__TEXT EXTRACT__.
#####

Klein goes on to say:

I see startups do this over and over. They hire a consultant, or even a regular employee, to come in and get to know their users for them. That person goes out and runs a lot of tests and then prepares a report and hands it over to the people in charge of making product decisions. Half the time the product owners ignore the research or fail to understand the real implications of it.

She’s completely right: this is a big problem. It’s “abstracted research”. It doesn’t trigger our human empathy to read a research report the way our brains get triggered when we actually watch human beings struggle through a product, or hear the utter “meh” in their voices when they encounter a new product concept. At a previous company I worked at, we’d send report after report to the CEO that users just didn’t really care about a particular product that he was gung-ho about, and that it needed to be reworked into a smaller feature of a larger product. It wasn’t until he was visiting another CEO, who got onto his company’s loudspeaker, called up a dozen random employees, and conducted an impromptu focus group for our CEO, that the message finally sunk in: users didn’t get it and when they did, they didn’t really care all that much.

#####

Continue the passage on abstracted user research from its last sentence onward.

__RAW DATA__.
#####

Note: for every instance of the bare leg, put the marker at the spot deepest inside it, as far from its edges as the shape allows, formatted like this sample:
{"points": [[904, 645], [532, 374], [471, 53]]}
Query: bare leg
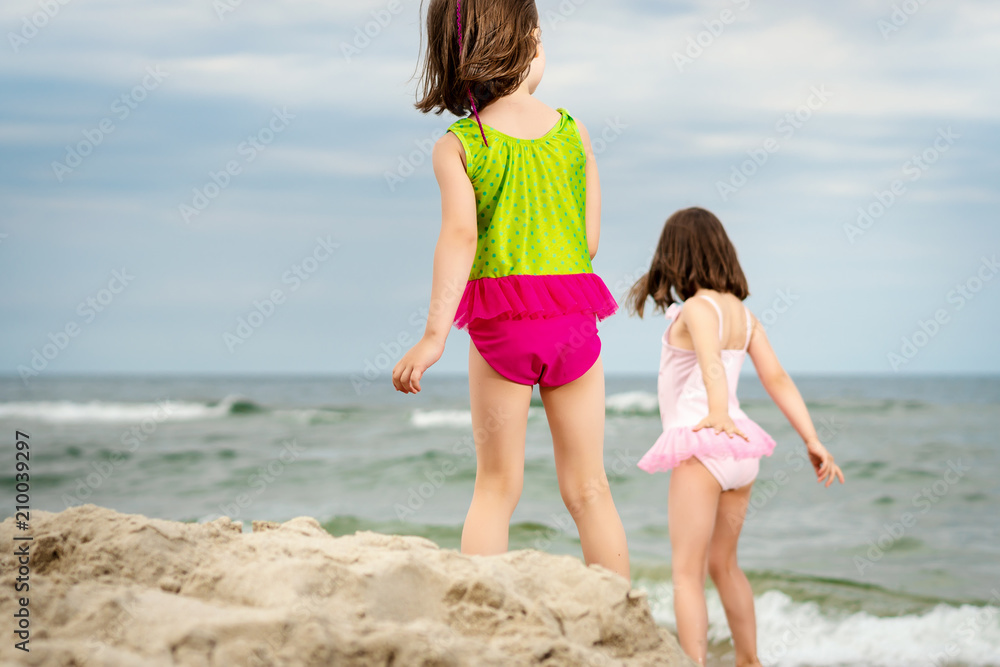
{"points": [[499, 422], [575, 412], [694, 497], [734, 589]]}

#####

__SOLVED PROBLEM__.
Klein suggests that business owners should be doing all of this work themselves, rather than having a designated staffer:

The reason I talk so much about user research is that I want you, the entrepreneurs, to learn enough about it so that you can DO IT YOURSELVES… But having somebody else do the research for you is not an option. At least, it’s not one that you should use if you’re still trying to find product market fit or learn anything actionable about your customers.

It’s not that I disagree with Klein per se. It’s that I think there are personality traits common to many CEOs, startup founders, and product managers that make them more or less incapable of listening deeply to their users. It’s a Myers-Briggs thing: strong leaders have to believe in their vision of the world and rally others to it. Ideally it’s a reality-based view of the world – and a very good leader, and businessperson, will be able to do this, like Steve Jobs seeing a world of beautiful and friendly electronics. In Myers-Briggs, this is a Judgmental type.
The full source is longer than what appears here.